* _Data in this exercise_
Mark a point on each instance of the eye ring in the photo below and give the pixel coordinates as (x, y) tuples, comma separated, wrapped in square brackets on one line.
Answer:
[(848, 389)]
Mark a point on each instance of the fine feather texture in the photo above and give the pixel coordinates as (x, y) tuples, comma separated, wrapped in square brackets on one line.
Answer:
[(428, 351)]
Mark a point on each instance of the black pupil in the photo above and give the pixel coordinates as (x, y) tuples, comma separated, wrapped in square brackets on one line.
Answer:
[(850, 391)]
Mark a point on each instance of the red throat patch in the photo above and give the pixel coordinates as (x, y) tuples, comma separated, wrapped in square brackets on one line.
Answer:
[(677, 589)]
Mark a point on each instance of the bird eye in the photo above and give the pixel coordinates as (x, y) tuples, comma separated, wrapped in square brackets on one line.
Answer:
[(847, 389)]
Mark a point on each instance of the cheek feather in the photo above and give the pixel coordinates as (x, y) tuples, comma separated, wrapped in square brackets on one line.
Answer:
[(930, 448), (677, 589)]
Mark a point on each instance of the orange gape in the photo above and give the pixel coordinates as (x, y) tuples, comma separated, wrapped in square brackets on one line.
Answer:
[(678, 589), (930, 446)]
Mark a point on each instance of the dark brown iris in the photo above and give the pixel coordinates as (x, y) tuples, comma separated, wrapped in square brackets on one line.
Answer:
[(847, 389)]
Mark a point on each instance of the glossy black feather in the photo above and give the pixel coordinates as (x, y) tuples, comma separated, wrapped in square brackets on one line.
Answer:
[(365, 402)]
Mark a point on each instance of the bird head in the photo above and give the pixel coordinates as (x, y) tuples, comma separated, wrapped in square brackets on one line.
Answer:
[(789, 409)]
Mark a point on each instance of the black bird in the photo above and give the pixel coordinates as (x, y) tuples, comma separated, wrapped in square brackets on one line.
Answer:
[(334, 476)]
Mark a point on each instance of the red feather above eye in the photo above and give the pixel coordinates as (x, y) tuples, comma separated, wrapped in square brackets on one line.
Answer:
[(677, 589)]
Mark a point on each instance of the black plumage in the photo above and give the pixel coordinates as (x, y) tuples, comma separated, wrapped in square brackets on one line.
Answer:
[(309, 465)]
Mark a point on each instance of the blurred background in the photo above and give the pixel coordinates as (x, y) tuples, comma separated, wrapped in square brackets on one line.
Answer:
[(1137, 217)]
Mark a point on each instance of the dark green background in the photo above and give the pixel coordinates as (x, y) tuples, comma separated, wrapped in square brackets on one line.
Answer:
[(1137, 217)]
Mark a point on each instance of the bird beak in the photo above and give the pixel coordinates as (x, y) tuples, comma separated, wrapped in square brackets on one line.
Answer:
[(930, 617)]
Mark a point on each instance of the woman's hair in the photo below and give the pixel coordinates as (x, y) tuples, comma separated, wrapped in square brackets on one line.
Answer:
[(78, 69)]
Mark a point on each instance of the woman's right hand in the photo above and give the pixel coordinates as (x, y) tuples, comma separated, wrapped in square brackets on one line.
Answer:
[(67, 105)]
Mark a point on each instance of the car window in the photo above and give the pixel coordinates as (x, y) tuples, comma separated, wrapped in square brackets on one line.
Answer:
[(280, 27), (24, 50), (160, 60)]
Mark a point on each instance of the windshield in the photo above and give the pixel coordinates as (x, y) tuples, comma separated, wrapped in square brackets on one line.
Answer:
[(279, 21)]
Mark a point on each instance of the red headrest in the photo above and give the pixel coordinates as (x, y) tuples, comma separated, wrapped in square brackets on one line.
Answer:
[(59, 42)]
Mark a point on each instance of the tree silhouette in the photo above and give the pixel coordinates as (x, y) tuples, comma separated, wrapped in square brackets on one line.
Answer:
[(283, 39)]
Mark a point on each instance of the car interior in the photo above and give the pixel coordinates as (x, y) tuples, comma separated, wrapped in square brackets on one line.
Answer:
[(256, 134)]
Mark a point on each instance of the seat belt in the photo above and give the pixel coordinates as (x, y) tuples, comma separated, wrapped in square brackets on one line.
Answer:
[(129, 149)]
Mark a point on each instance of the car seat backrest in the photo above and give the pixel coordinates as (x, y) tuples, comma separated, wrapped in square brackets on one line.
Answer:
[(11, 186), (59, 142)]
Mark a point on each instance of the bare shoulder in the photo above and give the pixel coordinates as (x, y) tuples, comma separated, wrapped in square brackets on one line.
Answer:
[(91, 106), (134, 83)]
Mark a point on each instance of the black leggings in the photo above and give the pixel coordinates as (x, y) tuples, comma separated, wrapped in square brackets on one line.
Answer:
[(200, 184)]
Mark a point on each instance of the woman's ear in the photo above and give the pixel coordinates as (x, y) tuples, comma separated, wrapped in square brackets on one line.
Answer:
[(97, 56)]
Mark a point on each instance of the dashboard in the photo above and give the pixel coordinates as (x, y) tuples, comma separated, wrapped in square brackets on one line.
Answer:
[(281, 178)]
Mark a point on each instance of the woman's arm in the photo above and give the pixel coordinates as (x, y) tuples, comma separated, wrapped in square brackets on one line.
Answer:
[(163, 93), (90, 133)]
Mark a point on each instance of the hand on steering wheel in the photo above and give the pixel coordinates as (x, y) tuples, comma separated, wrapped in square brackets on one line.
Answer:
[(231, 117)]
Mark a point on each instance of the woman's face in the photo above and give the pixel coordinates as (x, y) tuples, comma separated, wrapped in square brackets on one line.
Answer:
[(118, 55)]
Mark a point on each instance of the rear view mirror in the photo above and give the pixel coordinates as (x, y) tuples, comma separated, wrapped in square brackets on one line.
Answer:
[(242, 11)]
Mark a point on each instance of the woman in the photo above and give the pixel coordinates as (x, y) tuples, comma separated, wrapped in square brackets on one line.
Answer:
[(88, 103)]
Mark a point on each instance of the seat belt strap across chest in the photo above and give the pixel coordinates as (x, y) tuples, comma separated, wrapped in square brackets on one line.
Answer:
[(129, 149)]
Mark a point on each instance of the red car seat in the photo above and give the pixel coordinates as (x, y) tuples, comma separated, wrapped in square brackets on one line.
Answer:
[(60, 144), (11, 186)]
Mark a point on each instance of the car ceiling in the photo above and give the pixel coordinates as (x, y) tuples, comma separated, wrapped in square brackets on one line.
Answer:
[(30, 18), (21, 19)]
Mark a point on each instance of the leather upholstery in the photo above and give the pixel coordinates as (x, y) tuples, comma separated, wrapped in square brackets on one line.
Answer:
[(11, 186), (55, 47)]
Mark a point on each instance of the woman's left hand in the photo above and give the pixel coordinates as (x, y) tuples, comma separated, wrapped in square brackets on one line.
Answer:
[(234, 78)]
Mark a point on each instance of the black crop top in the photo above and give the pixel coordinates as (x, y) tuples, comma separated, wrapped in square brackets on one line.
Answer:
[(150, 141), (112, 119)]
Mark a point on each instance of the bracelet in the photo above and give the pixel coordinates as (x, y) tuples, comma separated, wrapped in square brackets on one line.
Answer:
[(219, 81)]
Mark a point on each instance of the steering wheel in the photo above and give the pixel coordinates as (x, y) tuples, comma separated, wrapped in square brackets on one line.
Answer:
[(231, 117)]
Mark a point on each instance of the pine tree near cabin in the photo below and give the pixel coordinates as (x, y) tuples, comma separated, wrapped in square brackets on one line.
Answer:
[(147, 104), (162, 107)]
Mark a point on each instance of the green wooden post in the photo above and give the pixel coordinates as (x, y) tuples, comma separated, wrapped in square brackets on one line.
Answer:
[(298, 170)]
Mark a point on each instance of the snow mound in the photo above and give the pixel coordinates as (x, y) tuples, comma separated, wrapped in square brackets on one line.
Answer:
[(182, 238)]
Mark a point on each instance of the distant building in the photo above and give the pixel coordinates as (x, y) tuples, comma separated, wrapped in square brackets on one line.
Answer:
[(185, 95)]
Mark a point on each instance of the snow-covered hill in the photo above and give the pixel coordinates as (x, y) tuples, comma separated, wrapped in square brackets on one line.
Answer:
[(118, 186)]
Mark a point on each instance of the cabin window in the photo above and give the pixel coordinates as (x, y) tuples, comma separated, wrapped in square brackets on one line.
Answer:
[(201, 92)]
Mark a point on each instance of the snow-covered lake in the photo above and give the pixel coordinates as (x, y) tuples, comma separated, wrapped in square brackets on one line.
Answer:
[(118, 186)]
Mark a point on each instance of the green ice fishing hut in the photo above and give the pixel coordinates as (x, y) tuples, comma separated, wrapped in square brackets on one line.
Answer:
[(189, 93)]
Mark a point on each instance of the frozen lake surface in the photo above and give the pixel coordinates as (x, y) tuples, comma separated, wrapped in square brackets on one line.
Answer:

* _Task_
Print everything from the line containing "Mark a point on each instance of the red car" down to the line containing "[(147, 104), (162, 107)]", including both of those lines, with each line reproduced character for character.

* _Answer in full_
Mark a point on each instance of the red car seat in the photo above and give the pixel coordinates as (x, y) tuples, comma separated, wrapped in square brackets on one line.
Answer:
[(60, 144), (11, 186)]
Mark a point on each instance of the car ceiling in the photo above and give the pixel coordinates as (x, y) tuples, comma separated, wrapped in square brackets on one line.
Answer:
[(30, 18), (21, 19)]
Mark a point on each instance of the leather upholstery in the photo above and give the pixel coordinates as (x, y) tuples, comma separated, wrapped in square brackets on one line.
Answer:
[(11, 186), (55, 47)]
Mark a point on each instance of the woman's left hand in the photo above and give the pixel coordinates as (x, y) tuples, comma separated, wrapped in square brackets on one line.
Answer:
[(234, 78)]
Mark a point on each instance of the black crop top in the photo above and give the pixel coordinates as (x, y) tuples, comma separated, wrapped in square brackets on one line.
Answer:
[(150, 141), (112, 119)]
Mark a point on each instance of the bracelet in the photo above and give the pixel coordinates as (x, y) tuples, comma separated, wrapped in square brackets on one line.
Answer:
[(219, 81)]
Mark a point on each instance of the steering wheel in the photo above and give the pixel coordinates as (x, y) tuples, comma separated, wrapped in square brackets on one line.
Answer:
[(231, 117)]
Mark a point on each instance of the pine tree near cabin in the photo below and give the pixel coordinates as (x, y) tuples, comma separated, wrapped in square brackets on one line.
Answer:
[(147, 104), (162, 107)]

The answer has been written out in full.